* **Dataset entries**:
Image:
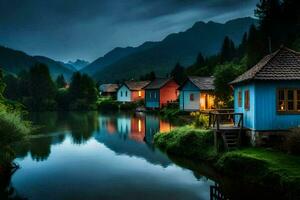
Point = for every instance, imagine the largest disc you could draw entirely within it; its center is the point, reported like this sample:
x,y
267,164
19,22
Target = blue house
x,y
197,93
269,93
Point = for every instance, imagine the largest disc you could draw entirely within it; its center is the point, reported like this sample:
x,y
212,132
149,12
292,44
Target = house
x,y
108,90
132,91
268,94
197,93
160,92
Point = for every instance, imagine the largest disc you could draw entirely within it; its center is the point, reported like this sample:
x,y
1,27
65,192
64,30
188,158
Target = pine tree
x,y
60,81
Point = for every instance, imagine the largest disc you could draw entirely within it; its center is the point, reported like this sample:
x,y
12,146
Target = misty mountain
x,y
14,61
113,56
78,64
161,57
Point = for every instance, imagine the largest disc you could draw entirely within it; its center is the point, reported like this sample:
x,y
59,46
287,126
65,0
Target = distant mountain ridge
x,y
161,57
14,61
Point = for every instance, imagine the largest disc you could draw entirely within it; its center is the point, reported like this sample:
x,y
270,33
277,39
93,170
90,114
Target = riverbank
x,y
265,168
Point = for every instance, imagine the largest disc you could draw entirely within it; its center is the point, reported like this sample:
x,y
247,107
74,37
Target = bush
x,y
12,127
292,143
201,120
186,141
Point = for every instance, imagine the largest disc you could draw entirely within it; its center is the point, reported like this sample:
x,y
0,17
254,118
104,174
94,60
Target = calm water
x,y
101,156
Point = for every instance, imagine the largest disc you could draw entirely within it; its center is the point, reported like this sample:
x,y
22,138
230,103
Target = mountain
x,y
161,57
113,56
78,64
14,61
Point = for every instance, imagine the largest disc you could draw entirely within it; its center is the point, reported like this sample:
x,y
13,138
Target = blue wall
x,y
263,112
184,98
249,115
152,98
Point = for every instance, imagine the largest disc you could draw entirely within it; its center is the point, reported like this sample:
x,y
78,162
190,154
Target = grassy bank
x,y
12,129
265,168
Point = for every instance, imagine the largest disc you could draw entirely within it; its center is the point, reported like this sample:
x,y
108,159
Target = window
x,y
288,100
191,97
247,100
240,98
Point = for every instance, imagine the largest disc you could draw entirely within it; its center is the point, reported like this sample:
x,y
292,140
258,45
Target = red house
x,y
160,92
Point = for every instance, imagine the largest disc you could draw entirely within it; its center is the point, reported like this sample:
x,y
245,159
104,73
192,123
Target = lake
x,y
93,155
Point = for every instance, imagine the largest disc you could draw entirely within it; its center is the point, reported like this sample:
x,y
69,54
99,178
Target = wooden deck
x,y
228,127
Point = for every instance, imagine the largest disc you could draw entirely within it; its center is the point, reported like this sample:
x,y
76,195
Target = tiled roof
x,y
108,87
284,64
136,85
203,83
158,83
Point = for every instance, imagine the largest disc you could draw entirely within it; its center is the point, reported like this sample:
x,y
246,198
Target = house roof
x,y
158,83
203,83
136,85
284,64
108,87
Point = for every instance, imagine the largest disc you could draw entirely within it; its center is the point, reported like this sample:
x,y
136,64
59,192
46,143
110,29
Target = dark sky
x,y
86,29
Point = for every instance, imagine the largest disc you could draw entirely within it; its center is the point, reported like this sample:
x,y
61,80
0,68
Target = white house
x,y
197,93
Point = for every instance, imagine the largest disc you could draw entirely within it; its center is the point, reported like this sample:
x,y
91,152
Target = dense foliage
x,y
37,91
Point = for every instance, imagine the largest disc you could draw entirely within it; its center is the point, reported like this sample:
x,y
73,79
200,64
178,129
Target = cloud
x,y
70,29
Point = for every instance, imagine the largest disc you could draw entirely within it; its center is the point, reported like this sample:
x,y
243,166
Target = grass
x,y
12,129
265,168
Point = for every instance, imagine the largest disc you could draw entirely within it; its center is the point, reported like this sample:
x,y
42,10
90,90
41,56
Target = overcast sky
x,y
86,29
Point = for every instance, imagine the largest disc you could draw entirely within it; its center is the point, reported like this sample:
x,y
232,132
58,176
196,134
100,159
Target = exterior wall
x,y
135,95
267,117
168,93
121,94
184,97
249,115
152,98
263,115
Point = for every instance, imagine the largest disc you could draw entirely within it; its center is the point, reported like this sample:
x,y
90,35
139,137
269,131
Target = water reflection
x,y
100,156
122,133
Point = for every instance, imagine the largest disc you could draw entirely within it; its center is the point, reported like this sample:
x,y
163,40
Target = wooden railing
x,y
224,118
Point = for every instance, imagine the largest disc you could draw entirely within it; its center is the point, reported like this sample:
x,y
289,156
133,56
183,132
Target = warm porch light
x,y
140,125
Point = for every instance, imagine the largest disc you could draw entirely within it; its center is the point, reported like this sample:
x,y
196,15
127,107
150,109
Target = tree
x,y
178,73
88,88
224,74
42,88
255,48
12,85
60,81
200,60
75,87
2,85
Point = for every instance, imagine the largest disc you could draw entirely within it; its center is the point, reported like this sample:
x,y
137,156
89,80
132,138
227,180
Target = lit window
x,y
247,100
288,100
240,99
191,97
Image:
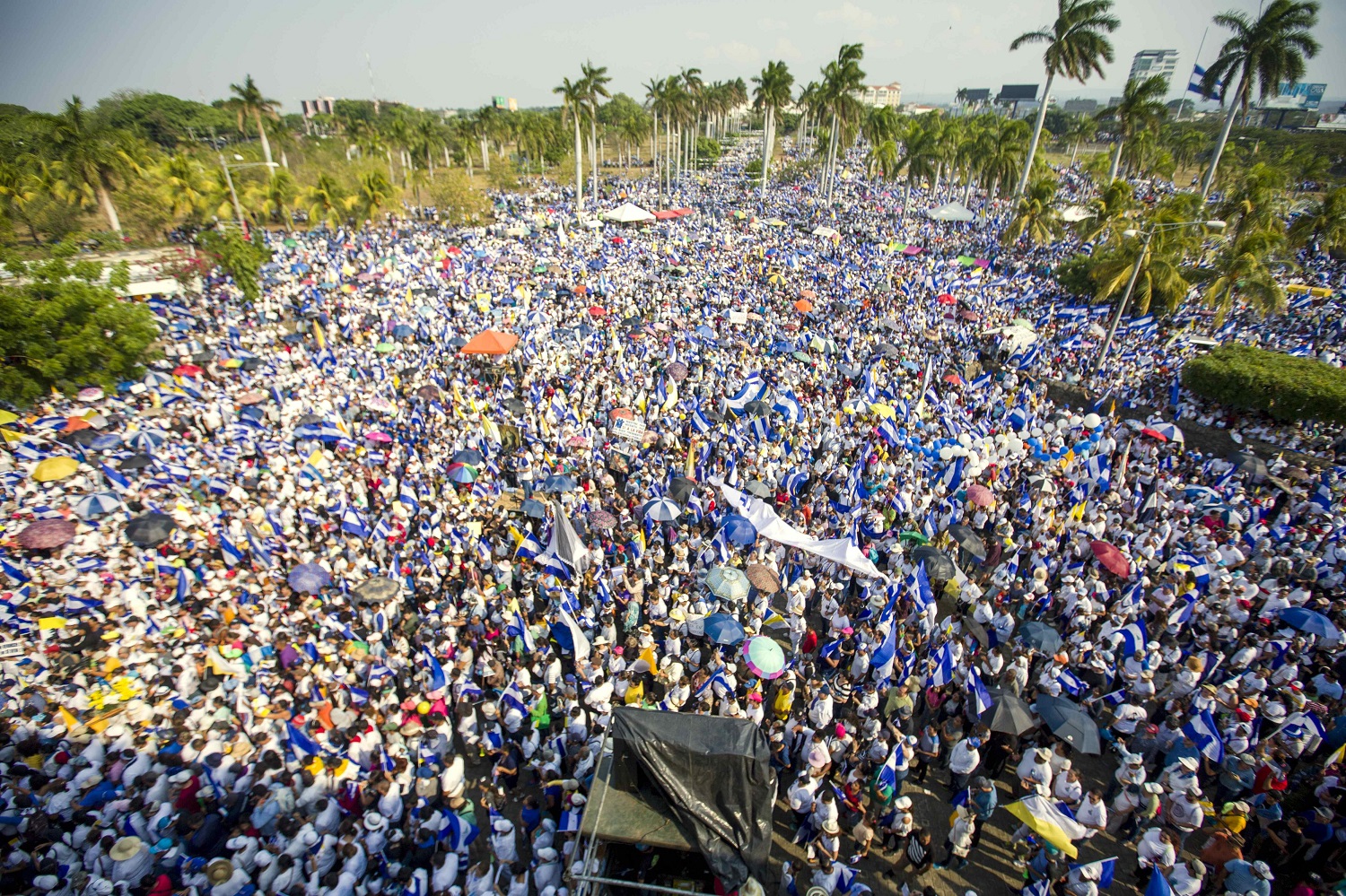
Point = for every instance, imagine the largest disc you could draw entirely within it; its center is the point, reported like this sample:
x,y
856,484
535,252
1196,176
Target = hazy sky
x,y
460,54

* **What you should do**:
Exclude the pictures. Write out the remaining data exactly.

* **Exercise result**:
Image:
Point = for every instance, imagine the largest disc you could draw entirely within it; its center is the point, reported like this sample:
x,y
267,164
19,22
Target = blue house
x,y
197,93
269,93
Point = for every instance, imagine the largest disc you could draw entirely within it; its center is the point, reported like this sample:
x,y
212,132
149,12
292,44
Target = house
x,y
108,90
132,91
268,94
197,93
160,92
Point = for every instance, imagine the largest disc you could draw entirely within it; its center is the point, reported like this sample:
x,y
1,27
65,192
64,30
188,158
Target = pine tree
x,y
60,81
Point = for every instance, imagine the largest disc you could draw entirely within it; its center is the point, reported like this sample:
x,y
12,146
Target = misty mountain
x,y
14,61
113,56
78,64
161,57
Point = for every instance, imagine the largest disc you could draw entirely within it; its center is the point, reported like this sample:
x,y
59,46
287,126
65,0
Target = distant mountain ridge
x,y
161,57
14,61
Point = for every instance, imagine the largest disc you could draw entirely within it; its center is the point, reported like this sample:
x,y
270,33
277,39
93,170
90,114
Target = riverbank
x,y
265,168
Point = for every instance, imagine the largest disc you could draw entirely within it; its center is the point, reported like this sample:
x,y
247,107
74,37
Target = bush
x,y
12,127
292,143
201,120
186,141
Point = for every instance, imagine the largest disc you could draw entirely within it; its center is the point, reported like this sample:
x,y
0,17
254,118
104,174
94,60
Target = calm water
x,y
101,156
Point = for every instance, imagine the largest disc you could draw entirely within it; its center is the point, reported like this sample:
x,y
22,138
230,103
Target = mountain
x,y
161,57
113,56
78,64
14,61
Point = for every instance, imagine the largest disc you could draw entirely within it; its center is the point, reported like this sample:
x,y
13,138
Target = blue wall
x,y
263,112
184,98
249,115
152,98
Point = for every instance, imagine the largest disc you could draw entirely within it; its center is the point, reported like this sample:
x,y
78,162
190,154
Target = grassy bank
x,y
12,129
265,168
Point = for every instance, imagine the largest disc you could draw entirely within it; its center is the point, reported like this sample:
x,y
108,159
Target = window
x,y
288,100
191,97
247,100
240,98
Point = for every instance, imagine the largest disc you could draw entirely within it; its center is the point, reported like this sample:
x,y
292,140
258,45
Target = red house
x,y
160,92
Point = for every instance, imagine the largest disc you could draw entirely within it; its center is the point, reported like this sample:
x,y
245,159
104,73
192,123
Target = lake
x,y
93,155
Point = for every instance, imagine the largest disc you could draw entirely within it; its center is the point, reported like this sample:
x,y
69,54
99,178
Target = wooden deck
x,y
228,127
Point = for every instance, imagine the largest disc you could draw entirely within it; its center is the point, reported like this sample:
x,y
76,195
Target = tiled roof
x,y
108,87
284,64
136,85
203,83
158,83
Point = for every instance, imagine the largest disc you could draw entirely within it; its center is the point, reported like this sample:
x,y
246,198
Target = house roof
x,y
158,83
203,83
136,85
284,64
108,87
Point = for every instance, imagine the largest disc you could draw entirely within it; its center is the point, reported like this sample:
x,y
136,64
59,192
46,143
110,29
Target = dark sky
x,y
86,29
Point = for every instance, imagine the largest disc you could draw entirely within it; its center is the point, reported like this sample:
x,y
61,80
0,68
Target = white house
x,y
197,93
Point = for every instance, imagine the largest disc you could draw entirely within it; its center is the point, reported like this sample:
x,y
91,152
Target = dense foliage
x,y
37,91
Point = for every instance, imagine the largest disc you could draw entirely within it; its center is the point, reported like this sample:
x,y
73,79
200,64
178,129
Target = cloud
x,y
70,29
Point = for every instance, imagine the largest disc you could draw entirely within it; its center is the point, reported like this sample:
x,y
243,166
Target = grass
x,y
12,129
265,168
Point = for every instance, imagine the largest disc you could draw entirely within it; its center is the point, reported like this sample:
x,y
42,10
90,90
41,56
Target = overcast sky
x,y
86,29
Point = for every instance, imagine the largest disc you could draw entirely within it; its center is the point, reported like this sample:
x,y
232,132
58,176
196,134
100,159
Target = exterior wall
x,y
135,95
267,117
168,93
121,94
184,97
249,115
152,98
263,115
Point = for every instance, imagine the largest disc you could draw entirely within it; its center is the point, reported like this sample:
x,y
90,35
139,137
269,131
Target = water reflection
x,y
100,156
122,133
Point = for every instance, imagine the largest disc you could draw entirely within it; its center is the point, reported like this sample:
x,y
163,40
Target = wooden railing
x,y
224,118
Point = for every instance, imagine the largest disc you could draw entirely within it; its center is the point, reported like this sample:
x,y
289,156
133,56
183,132
Target = warm porch light
x,y
140,125
Point = for every instance, imagine the largest disc you could draw entirely within it; its center is the point, reported like this sample:
x,y
196,15
127,107
150,109
Target = tree
x,y
178,73
88,88
224,74
42,88
255,48
12,85
60,81
200,60
75,87
2,85
Point = for every instance, imagine the largest disc you could draw entirely within it; its center is the point, reported like this sample:
x,y
137,156
89,80
132,138
227,180
Target = lit window
x,y
247,100
288,100
240,99
191,97
Image:
Point = for every instance, imagine the largest disc you could draw entirely within it; its center is the point, reported like this sample:
x,y
856,484
535,252
1196,176
Target = hazy sky
x,y
460,54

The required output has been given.